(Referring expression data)
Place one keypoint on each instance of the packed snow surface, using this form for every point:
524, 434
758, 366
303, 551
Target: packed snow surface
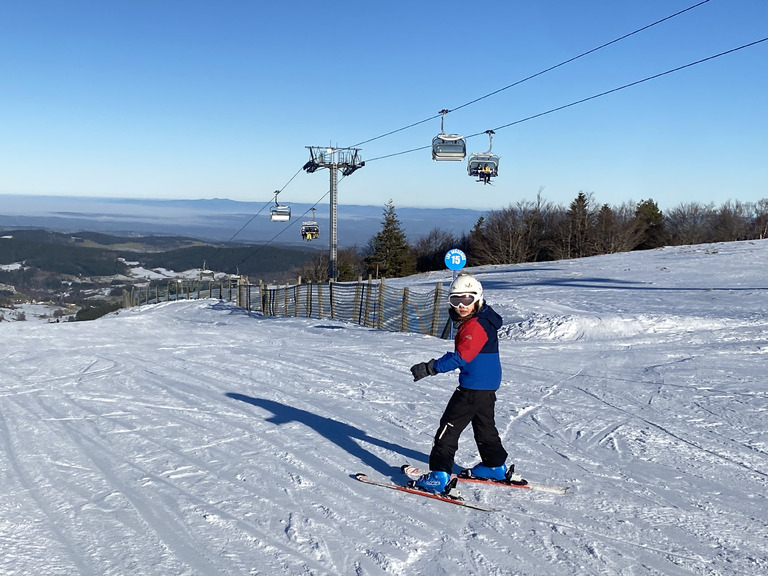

» Action item
Repeat each entry exactly as it appears; skip any picture.

» Response
Place one keypoint on each instance of the packed snow surface, using this form for every point:
524, 434
758, 366
303, 551
Target: packed snow surface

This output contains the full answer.